# [Task brief]
Put each line of the listing below, from the line containing "Question. Indicate the girl's raised" through the end of the listing, into a JSON list of strings, one string per line, leaving out blank lines.

# [Material supplied]
####################

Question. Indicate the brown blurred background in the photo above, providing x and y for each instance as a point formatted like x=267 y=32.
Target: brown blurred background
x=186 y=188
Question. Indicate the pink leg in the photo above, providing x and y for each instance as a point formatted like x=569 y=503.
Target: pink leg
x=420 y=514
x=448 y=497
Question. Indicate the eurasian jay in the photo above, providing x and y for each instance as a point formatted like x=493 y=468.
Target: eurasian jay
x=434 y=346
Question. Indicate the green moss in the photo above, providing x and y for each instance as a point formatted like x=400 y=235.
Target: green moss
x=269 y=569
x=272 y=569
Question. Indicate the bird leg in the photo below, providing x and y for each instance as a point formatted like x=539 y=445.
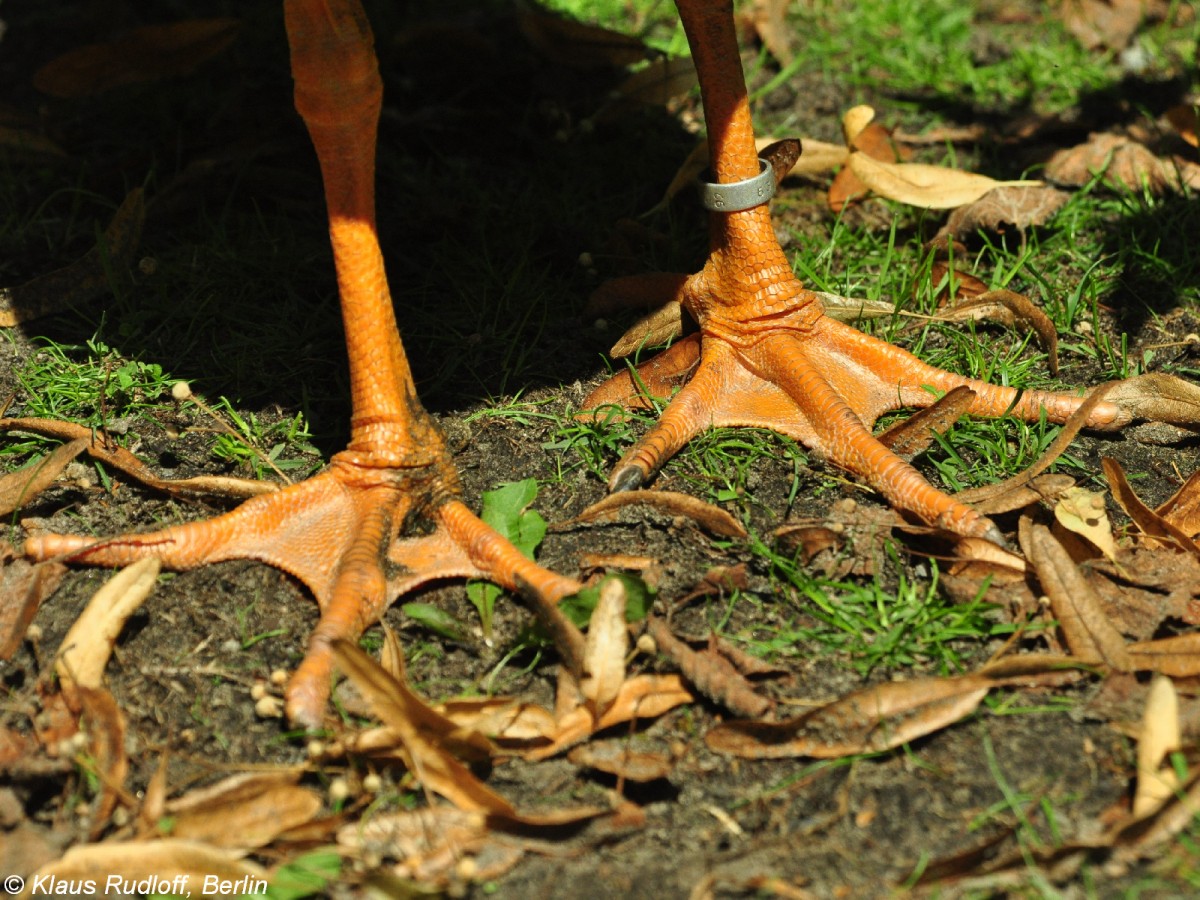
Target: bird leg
x=342 y=532
x=767 y=355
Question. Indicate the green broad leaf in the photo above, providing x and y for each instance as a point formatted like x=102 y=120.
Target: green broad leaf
x=305 y=876
x=507 y=510
x=639 y=600
x=437 y=621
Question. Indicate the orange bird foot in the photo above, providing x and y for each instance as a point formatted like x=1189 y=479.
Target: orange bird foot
x=341 y=532
x=767 y=355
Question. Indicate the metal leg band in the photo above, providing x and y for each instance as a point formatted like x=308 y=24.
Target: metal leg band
x=741 y=195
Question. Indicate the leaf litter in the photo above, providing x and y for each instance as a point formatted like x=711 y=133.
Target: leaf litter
x=1111 y=619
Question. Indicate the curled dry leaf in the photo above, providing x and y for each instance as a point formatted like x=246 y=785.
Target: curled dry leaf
x=84 y=280
x=1158 y=736
x=1122 y=161
x=1182 y=509
x=922 y=185
x=421 y=732
x=105 y=726
x=124 y=461
x=89 y=643
x=1176 y=657
x=502 y=719
x=1009 y=307
x=244 y=811
x=640 y=697
x=1157 y=397
x=709 y=517
x=144 y=54
x=1020 y=207
x=19 y=487
x=1099 y=24
x=1083 y=511
x=871 y=720
x=652 y=330
x=711 y=672
x=605 y=648
x=862 y=136
x=23 y=587
x=1077 y=607
x=616 y=757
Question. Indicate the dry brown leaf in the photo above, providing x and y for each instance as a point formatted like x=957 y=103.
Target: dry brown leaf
x=19 y=487
x=640 y=697
x=1176 y=657
x=1077 y=607
x=421 y=732
x=1158 y=736
x=87 y=647
x=1182 y=510
x=144 y=54
x=501 y=719
x=659 y=83
x=84 y=280
x=658 y=328
x=103 y=724
x=922 y=185
x=915 y=435
x=165 y=863
x=1084 y=513
x=1103 y=23
x=1011 y=309
x=124 y=461
x=574 y=43
x=1147 y=521
x=862 y=136
x=709 y=517
x=615 y=757
x=1018 y=207
x=1157 y=397
x=244 y=811
x=1043 y=487
x=605 y=648
x=23 y=587
x=870 y=720
x=711 y=672
x=1122 y=161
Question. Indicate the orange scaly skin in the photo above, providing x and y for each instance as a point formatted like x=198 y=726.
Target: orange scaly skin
x=339 y=532
x=767 y=355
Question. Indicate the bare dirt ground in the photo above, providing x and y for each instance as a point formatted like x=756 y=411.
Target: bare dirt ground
x=483 y=157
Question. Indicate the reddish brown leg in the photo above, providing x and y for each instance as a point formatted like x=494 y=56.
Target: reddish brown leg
x=768 y=357
x=341 y=532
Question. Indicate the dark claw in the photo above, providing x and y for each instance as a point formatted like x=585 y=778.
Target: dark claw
x=627 y=479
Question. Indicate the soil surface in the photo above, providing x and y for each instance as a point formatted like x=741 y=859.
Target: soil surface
x=498 y=167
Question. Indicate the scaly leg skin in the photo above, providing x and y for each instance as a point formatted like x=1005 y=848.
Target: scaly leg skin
x=767 y=355
x=339 y=533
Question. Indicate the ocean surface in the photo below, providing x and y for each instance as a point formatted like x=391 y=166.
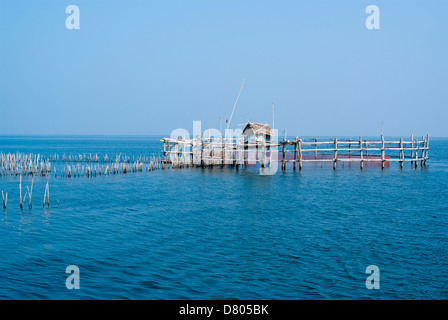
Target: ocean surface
x=215 y=233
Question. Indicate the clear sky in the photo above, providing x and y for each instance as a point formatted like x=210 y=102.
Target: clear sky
x=148 y=67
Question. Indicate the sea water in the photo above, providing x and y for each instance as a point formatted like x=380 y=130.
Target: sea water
x=218 y=233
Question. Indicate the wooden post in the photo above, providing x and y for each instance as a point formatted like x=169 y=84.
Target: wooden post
x=422 y=152
x=335 y=159
x=401 y=153
x=284 y=156
x=202 y=151
x=223 y=147
x=296 y=144
x=360 y=153
x=349 y=148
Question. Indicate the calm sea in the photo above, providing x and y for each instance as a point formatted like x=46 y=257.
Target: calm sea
x=220 y=234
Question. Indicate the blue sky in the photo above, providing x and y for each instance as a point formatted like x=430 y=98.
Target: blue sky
x=147 y=67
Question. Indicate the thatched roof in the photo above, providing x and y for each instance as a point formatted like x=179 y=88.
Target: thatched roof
x=257 y=128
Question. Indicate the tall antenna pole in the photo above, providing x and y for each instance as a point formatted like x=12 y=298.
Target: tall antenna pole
x=228 y=124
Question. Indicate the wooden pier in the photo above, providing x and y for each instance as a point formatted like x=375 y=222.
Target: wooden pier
x=238 y=151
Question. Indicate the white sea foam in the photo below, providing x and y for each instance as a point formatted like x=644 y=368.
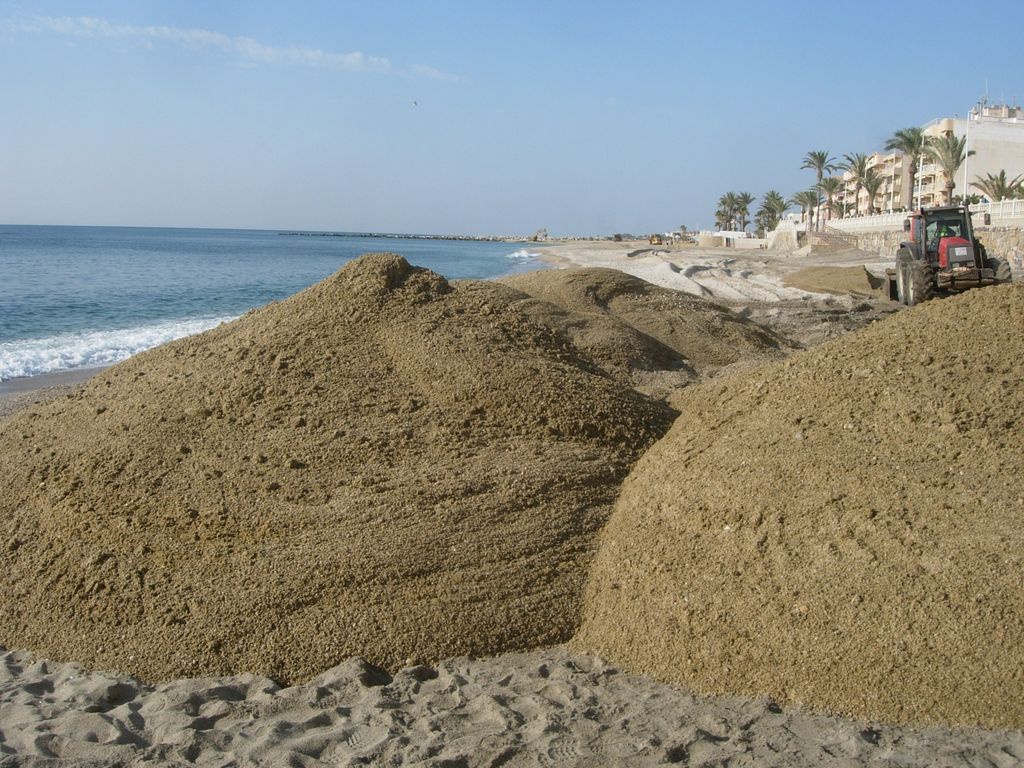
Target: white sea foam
x=92 y=348
x=522 y=255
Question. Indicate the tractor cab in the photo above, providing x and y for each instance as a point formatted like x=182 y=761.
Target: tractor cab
x=940 y=255
x=943 y=238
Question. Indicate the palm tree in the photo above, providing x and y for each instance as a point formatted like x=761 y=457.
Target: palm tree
x=872 y=182
x=819 y=162
x=830 y=186
x=772 y=207
x=995 y=186
x=808 y=201
x=725 y=216
x=743 y=201
x=857 y=164
x=910 y=141
x=948 y=153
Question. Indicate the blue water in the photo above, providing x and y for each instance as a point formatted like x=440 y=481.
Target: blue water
x=81 y=296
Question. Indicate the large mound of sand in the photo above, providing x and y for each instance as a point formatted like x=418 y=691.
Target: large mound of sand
x=384 y=465
x=844 y=529
x=641 y=330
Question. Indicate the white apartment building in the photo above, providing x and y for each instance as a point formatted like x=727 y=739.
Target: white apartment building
x=895 y=176
x=994 y=132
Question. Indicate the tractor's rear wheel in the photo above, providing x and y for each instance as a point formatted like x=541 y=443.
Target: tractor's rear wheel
x=1000 y=267
x=920 y=283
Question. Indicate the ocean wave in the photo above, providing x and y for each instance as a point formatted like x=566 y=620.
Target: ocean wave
x=522 y=255
x=92 y=348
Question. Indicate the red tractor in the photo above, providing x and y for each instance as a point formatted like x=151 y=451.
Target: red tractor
x=942 y=254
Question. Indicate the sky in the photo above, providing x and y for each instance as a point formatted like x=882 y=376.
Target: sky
x=475 y=118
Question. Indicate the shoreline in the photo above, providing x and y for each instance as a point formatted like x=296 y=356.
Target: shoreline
x=27 y=390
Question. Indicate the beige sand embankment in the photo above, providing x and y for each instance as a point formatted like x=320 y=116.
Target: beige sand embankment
x=385 y=465
x=546 y=707
x=844 y=529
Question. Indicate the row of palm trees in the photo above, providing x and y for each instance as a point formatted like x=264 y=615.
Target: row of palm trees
x=734 y=211
x=947 y=152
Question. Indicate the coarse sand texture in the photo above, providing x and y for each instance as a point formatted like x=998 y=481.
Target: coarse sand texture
x=642 y=329
x=844 y=528
x=384 y=465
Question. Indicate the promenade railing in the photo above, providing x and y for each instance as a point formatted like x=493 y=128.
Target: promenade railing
x=1004 y=210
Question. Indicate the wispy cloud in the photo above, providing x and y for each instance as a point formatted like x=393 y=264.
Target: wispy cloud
x=245 y=48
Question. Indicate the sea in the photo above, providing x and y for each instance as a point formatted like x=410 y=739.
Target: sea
x=83 y=297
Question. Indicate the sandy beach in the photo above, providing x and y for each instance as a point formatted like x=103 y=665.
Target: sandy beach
x=607 y=365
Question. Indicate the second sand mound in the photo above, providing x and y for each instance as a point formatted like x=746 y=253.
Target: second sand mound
x=842 y=280
x=844 y=529
x=384 y=465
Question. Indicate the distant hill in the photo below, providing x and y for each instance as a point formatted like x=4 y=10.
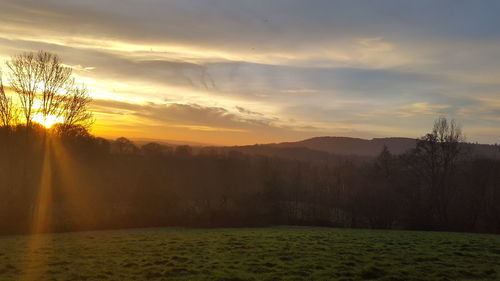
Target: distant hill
x=353 y=146
x=346 y=146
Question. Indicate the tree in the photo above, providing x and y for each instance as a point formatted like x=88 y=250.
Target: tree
x=8 y=113
x=25 y=80
x=56 y=79
x=75 y=109
x=41 y=77
x=435 y=161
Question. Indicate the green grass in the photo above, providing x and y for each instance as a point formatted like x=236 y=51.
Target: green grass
x=281 y=253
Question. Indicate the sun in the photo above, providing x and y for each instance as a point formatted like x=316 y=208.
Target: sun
x=47 y=121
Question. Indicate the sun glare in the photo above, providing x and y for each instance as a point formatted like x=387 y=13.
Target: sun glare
x=47 y=121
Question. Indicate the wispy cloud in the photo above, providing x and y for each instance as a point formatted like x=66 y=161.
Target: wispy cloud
x=255 y=71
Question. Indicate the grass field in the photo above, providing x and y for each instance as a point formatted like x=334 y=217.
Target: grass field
x=281 y=253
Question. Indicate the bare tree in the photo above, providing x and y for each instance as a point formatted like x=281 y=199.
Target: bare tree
x=42 y=77
x=25 y=80
x=56 y=79
x=8 y=113
x=437 y=155
x=75 y=109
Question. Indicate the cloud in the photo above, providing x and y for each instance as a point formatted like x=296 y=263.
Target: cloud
x=267 y=70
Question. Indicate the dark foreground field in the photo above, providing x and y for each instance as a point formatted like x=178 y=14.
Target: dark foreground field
x=282 y=253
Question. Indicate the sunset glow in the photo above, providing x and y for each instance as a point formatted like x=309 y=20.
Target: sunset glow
x=230 y=74
x=47 y=121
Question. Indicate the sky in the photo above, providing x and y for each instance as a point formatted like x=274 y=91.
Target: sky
x=236 y=72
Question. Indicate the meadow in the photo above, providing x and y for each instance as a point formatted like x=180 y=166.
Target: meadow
x=278 y=253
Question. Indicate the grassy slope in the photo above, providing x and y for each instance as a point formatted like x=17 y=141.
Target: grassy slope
x=283 y=253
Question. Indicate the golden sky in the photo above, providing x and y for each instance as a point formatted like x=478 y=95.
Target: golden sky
x=245 y=72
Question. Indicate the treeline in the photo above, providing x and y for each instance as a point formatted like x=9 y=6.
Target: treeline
x=70 y=180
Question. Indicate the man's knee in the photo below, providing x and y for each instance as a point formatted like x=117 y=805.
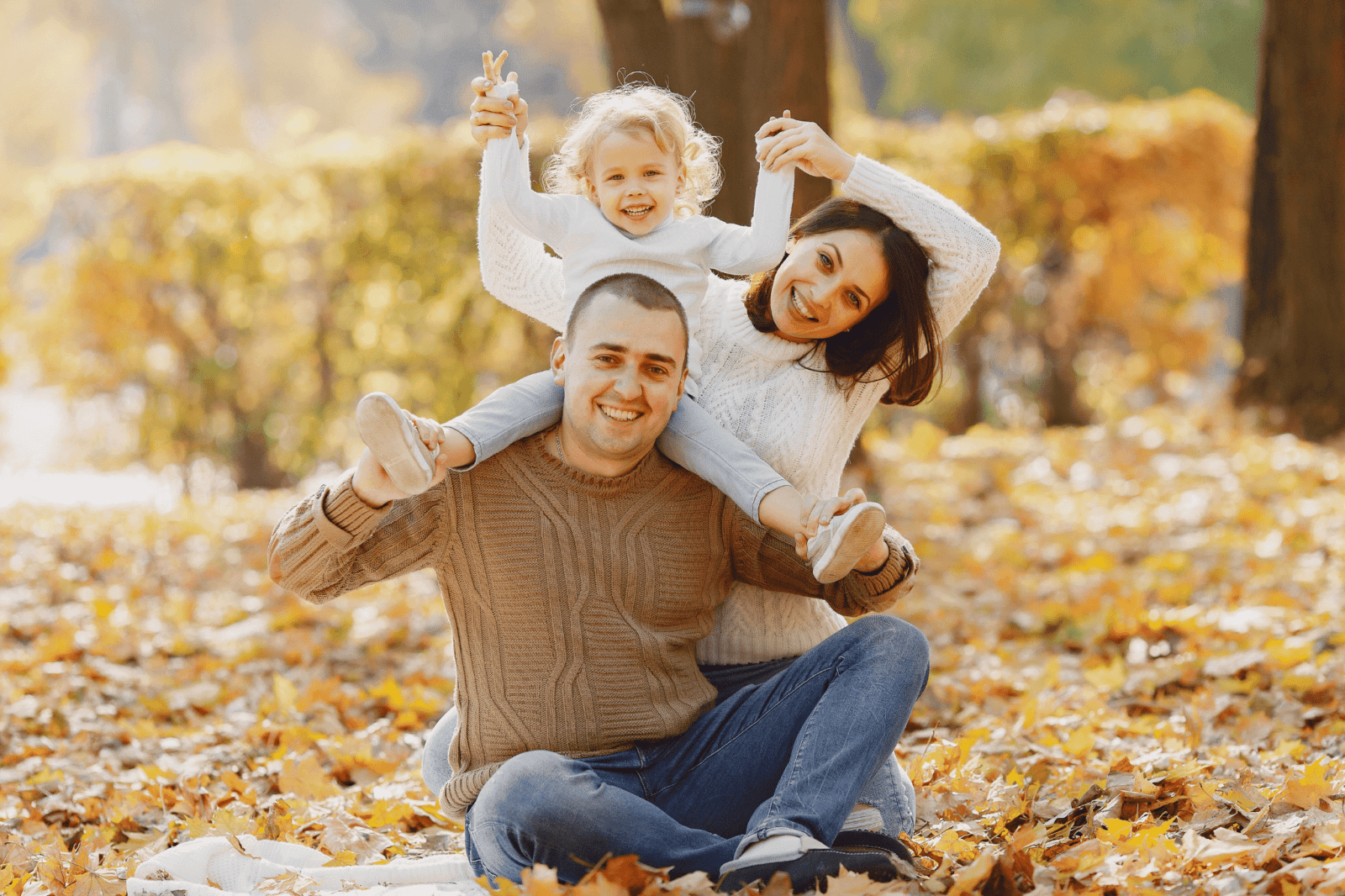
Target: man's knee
x=537 y=790
x=894 y=636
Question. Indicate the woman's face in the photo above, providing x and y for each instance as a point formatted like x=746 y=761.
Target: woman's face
x=827 y=282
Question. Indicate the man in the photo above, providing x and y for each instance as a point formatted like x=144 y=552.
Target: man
x=578 y=568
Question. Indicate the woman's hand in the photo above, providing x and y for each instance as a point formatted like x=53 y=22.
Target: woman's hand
x=491 y=116
x=804 y=143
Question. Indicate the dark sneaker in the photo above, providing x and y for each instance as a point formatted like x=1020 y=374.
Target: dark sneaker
x=862 y=851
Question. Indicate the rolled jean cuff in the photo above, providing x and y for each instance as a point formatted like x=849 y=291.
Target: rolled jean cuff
x=757 y=835
x=510 y=414
x=699 y=443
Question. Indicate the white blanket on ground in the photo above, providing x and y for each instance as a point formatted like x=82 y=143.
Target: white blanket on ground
x=214 y=867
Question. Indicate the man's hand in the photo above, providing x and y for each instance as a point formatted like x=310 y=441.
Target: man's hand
x=494 y=118
x=376 y=488
x=820 y=514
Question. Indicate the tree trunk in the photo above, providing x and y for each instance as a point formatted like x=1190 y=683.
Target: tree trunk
x=1295 y=315
x=736 y=76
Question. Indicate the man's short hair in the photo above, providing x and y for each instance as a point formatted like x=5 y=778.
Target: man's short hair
x=643 y=291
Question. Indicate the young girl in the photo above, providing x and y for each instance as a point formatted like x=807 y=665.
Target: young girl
x=627 y=187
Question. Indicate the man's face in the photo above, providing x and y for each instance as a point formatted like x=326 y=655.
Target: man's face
x=623 y=370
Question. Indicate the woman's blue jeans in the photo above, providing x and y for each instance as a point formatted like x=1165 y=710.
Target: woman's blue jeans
x=790 y=755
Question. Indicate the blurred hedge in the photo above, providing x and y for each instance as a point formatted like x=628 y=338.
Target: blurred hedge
x=1118 y=221
x=251 y=302
x=242 y=303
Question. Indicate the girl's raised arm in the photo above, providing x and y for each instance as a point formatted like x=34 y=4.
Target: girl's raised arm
x=515 y=268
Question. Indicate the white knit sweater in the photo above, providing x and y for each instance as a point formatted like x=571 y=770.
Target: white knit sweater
x=795 y=419
x=679 y=253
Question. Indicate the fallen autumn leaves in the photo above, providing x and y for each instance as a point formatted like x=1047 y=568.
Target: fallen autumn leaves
x=1137 y=678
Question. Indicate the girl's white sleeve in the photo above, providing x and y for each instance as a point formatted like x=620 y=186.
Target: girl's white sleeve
x=746 y=250
x=962 y=249
x=515 y=268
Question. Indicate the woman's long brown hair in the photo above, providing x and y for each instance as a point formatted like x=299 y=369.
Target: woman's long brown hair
x=899 y=340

####################

# [Exercise solution]
[
  "Question. Indicate the girl's raised arm in the photo above, providing x and y for each instance as a point formatted like x=34 y=4.",
  "Target: girl's raised arm",
  "x=515 y=268",
  "Question. Indicate the white knit sweater in the photo above, providing x and y for each instance as a point formatted like x=571 y=770.",
  "Target: white knit sweater",
  "x=795 y=419",
  "x=679 y=253",
  "Question. Indicate the fallen autumn leaves in the photo above, providing x and y for each instance as a point formatted like x=1047 y=568.",
  "Target: fallen autumn leaves",
  "x=1137 y=678",
  "Question. Indicate the girl's white sleeve in the photo above, providing x and y for each instance as a point formatted like x=620 y=186.",
  "Target: girl's white sleeve",
  "x=746 y=250",
  "x=962 y=249",
  "x=515 y=268",
  "Question. Indicate the woman's long brown hair in the photo above, providing x and y for each instance as a point formatted like x=299 y=369.",
  "Target: woman's long brown hair",
  "x=899 y=340"
]